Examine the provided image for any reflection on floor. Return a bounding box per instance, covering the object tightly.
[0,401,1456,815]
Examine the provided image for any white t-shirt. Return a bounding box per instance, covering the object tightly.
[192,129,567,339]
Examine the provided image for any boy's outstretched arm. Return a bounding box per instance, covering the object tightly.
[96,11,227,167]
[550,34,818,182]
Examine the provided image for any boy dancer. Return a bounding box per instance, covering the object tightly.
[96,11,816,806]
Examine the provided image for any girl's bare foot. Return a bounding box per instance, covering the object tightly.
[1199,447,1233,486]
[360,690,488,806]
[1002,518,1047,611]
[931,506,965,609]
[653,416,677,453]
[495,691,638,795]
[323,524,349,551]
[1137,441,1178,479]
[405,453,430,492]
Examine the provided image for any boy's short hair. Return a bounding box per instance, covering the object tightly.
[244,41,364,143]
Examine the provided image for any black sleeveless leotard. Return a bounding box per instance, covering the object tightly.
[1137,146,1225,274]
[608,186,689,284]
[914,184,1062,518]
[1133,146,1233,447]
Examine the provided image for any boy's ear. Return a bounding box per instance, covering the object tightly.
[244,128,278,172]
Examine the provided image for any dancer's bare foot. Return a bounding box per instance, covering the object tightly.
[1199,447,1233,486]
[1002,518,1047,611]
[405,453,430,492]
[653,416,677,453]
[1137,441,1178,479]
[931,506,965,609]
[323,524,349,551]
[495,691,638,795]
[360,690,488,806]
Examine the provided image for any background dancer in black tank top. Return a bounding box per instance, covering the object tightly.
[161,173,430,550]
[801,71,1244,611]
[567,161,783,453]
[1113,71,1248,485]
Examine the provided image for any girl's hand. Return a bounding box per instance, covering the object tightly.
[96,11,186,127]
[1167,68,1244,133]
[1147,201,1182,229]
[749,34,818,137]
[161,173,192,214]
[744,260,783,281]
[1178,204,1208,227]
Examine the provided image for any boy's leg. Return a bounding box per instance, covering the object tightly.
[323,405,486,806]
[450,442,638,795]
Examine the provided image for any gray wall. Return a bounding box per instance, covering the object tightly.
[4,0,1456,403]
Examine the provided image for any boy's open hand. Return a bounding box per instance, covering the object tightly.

**EXERCISE DESCRIPTION:** Rewrite the material above, replacing each instance of "bounding box" with "rectangle" and keeping everything else unchanged.

**WRITTEN SOLUTION:**
Examine the provided image for any reflection on floor. Return a rectangle per instance, covering the object tightly.
[0,401,1456,815]
Examine the provided image for any white t-shirt. Return a rectangle per instance, covering the object tightly.
[192,129,567,339]
Examine the provided image for any boy's outstretched arm. Return a rectangle per instance, covering the object tightly.
[96,11,227,167]
[550,34,818,182]
Examine the provided image for any boy dancer. Return a rectangle per instance, covering the object tightly.
[96,11,816,806]
Examine the provided image for any girl's bare foot. Return a rectangle per instance, covering the object tightly.
[1199,447,1233,486]
[360,690,488,806]
[1002,518,1047,611]
[931,506,965,609]
[653,416,677,453]
[495,691,638,795]
[323,524,349,551]
[1137,441,1178,479]
[405,453,430,492]
Examine the provided image for any boy's short hair. Return a rectangle per instance, covering the object tightly.
[244,41,364,143]
Examine the provided image for any black sleeveless leotard. Return a rectangle per instance, covering the object tightly.
[1137,146,1225,274]
[608,186,689,284]
[914,184,1062,518]
[1133,146,1233,447]
Examine the provided image for any boy's ear. Return a rectangle per instance, covering the object tightly.
[244,128,278,172]
Examine the provided image for any dancer's bare foot. Return a rectangle per instance, covering the object tightly.
[1199,447,1233,486]
[1002,518,1047,611]
[405,453,430,492]
[653,416,677,453]
[1137,441,1178,479]
[931,506,965,609]
[323,524,349,551]
[495,691,638,795]
[360,690,488,806]
Examine the provided image for any background dancer in black tank top. Return a rectangle per instance, covering the object tightly.
[161,173,430,550]
[801,71,1244,611]
[567,161,783,453]
[1113,71,1248,485]
Examine the provided image for any girl's hand. Return a rectangle per instance, covering the object tightly.
[96,11,186,127]
[1167,68,1244,133]
[1147,201,1182,229]
[749,34,818,137]
[161,173,192,214]
[744,260,783,281]
[1178,204,1208,227]
Examine the provided image for any boy's leg. Return a rectangle per instance, covering the object tightly.
[323,405,486,806]
[450,442,638,795]
Examine the provided image for any gray wall. Return a rectangle per instance, covering the object tightly.
[4,0,1456,403]
Examine the provided image for any boy's open hand. Return a rectangle per instance, covering the object tightly.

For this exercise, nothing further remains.